▶ **WHAT TO DO**
Please rewrite the data lines from the one containing "Teacher note: indicate the white baseboard" through the one containing "point(405, 383)", replacing "shower curtain" with "window curtain" and leaving everything else unchanged. Give only those lines.

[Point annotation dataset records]
==========
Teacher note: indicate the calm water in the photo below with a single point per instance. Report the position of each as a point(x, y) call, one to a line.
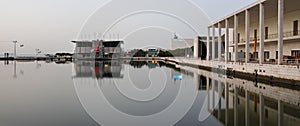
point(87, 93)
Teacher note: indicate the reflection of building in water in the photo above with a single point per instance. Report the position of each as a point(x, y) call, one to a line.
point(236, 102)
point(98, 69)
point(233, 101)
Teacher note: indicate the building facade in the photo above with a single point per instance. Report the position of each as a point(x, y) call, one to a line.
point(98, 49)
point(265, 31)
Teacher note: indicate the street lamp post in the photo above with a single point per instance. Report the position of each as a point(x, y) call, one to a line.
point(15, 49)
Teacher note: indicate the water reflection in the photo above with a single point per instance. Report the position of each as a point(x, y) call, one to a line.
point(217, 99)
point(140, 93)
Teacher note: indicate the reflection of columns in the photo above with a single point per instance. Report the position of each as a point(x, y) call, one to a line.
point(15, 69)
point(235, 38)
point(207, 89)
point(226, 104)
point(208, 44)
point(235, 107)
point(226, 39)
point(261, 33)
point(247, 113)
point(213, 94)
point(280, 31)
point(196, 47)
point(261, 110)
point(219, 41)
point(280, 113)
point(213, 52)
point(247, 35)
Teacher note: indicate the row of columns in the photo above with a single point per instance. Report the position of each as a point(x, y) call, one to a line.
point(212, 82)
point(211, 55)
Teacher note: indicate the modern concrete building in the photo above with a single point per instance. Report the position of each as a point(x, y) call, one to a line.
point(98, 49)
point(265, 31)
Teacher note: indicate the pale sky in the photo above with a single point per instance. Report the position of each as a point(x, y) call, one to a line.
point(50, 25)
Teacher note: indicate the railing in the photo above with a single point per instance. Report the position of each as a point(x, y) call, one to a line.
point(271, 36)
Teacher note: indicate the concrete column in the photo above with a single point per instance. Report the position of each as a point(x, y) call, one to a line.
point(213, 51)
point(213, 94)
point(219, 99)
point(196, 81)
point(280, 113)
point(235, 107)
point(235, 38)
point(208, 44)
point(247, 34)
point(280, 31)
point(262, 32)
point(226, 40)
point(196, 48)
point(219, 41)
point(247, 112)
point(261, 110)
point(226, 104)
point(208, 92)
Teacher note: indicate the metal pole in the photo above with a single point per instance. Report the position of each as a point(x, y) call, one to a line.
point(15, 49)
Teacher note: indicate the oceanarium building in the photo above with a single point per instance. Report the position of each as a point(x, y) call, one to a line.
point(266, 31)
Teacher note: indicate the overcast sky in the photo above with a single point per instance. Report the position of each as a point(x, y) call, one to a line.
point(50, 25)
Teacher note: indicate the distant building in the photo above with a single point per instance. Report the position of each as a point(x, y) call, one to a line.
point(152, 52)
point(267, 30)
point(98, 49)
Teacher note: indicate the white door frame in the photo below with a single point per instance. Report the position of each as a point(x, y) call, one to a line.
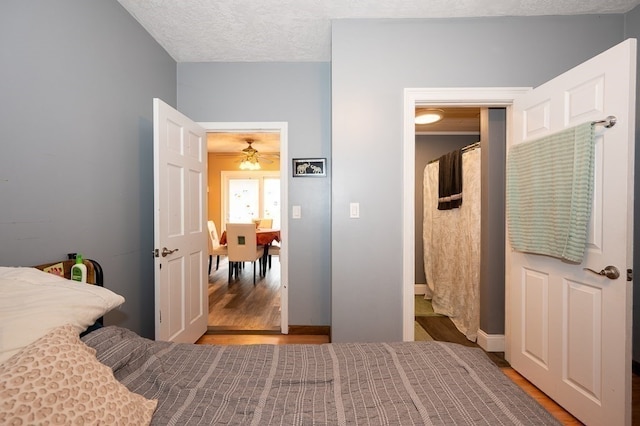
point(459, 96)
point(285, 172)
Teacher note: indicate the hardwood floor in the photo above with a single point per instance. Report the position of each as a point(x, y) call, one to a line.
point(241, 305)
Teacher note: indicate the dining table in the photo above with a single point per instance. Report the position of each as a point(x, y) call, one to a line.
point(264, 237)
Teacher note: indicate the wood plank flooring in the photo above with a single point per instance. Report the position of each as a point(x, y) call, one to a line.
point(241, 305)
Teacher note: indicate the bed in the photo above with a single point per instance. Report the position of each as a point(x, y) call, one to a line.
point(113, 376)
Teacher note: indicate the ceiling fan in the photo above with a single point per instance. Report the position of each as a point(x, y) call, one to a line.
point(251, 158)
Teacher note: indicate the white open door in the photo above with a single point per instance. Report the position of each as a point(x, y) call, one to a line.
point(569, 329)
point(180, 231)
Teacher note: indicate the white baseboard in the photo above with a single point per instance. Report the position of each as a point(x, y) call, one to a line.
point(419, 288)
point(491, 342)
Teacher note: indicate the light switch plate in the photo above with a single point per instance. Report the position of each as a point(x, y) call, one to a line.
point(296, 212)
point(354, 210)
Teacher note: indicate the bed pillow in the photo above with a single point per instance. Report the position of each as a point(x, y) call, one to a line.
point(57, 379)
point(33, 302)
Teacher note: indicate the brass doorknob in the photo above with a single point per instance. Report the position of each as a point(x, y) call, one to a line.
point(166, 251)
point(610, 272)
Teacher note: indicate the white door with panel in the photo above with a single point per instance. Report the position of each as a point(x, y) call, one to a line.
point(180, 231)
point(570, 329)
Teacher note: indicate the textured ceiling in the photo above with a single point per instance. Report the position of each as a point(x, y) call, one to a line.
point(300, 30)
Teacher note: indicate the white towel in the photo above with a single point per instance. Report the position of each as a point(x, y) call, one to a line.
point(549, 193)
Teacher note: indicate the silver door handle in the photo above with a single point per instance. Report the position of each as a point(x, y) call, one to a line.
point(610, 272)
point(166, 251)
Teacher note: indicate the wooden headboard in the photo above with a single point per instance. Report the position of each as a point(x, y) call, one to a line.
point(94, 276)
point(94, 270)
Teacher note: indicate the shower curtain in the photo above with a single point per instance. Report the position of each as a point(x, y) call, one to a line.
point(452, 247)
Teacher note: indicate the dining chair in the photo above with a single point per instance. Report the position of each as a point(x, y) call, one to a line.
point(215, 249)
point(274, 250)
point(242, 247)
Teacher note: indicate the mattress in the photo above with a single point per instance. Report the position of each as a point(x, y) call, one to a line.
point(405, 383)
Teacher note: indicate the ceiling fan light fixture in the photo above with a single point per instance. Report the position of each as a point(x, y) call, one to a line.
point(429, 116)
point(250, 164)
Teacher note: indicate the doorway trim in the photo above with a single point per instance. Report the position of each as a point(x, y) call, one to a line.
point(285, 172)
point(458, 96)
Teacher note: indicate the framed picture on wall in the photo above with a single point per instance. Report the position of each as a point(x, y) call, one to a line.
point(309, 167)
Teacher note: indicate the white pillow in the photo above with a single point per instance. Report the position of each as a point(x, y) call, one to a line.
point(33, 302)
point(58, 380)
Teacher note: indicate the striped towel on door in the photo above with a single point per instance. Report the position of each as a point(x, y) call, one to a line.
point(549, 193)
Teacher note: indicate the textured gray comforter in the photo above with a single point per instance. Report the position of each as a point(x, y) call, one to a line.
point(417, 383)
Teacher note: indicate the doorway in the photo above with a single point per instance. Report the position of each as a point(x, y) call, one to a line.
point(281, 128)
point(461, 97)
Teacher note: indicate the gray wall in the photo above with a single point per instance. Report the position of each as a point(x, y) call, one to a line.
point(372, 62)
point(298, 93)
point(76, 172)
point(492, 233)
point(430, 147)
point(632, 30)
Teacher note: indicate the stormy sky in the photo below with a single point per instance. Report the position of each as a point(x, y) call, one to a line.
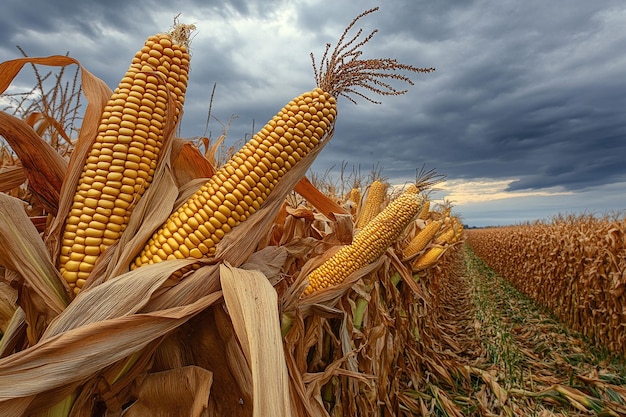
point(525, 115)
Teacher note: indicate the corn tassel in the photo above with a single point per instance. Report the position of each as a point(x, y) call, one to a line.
==========
▶ **OUTPUT FOR THIS EXERCISE**
Teacher note: indicate the white baseboard in the photo above with a single point per instance. Report the position of each as a point(x, y) call, one to a line.
point(419, 288)
point(491, 342)
Teacher note: indicate the light switch plate in the photo above with a single point per instance. Report the position of each as a point(x, y) call, one to a line.
point(296, 212)
point(354, 210)
Teacher note: indicate the bed pillow in the photo above with a single point per instance. Report the position of each as a point(x, y) call, one to a line.
point(57, 379)
point(33, 302)
Teacher note: indicate the brass doorknob in the photo above with a single point per instance. Report the position of each as a point(x, y) call, one to a line.
point(166, 251)
point(610, 272)
Teacher note: indicate the white door with panel in the photo above with a single point per instance. Report the position of each as a point(x, y) call, one to a line.
point(180, 231)
point(570, 329)
Teacher note: indicate the textured ceiling in the photo above with a single point per instance. Report the position of each as a point(x, y) call, one to a line.
point(300, 30)
Teacher note: indicate the white towel in the photo above with a single point per instance. Report the position of each as a point(x, y) call, one to a line.
point(549, 193)
Teacher note: indicate the silver door handle in the photo above with a single point per instance. Report the position of each as a point(x, y) call, one to a line.
point(610, 272)
point(166, 251)
Teacher note: indicate the wooden headboard in the photo above with a single point per instance. Report the position of each as a point(x, y) call, one to a line.
point(94, 276)
point(94, 270)
Teacher note: indicate the window curtain in the photo above with a single point per instance. Report the position of each as a point(x, y) call, one to a line.
point(452, 247)
Teacher note: indicate the dining chair in the photo above with a single point per instance. Report the position of each as a point(x, y) call, one to a line.
point(215, 249)
point(274, 250)
point(242, 247)
Teacher note: indicate the mattress in the photo above with a single point per instance. Report the position of each as a point(x, y) call, one to a line.
point(405, 383)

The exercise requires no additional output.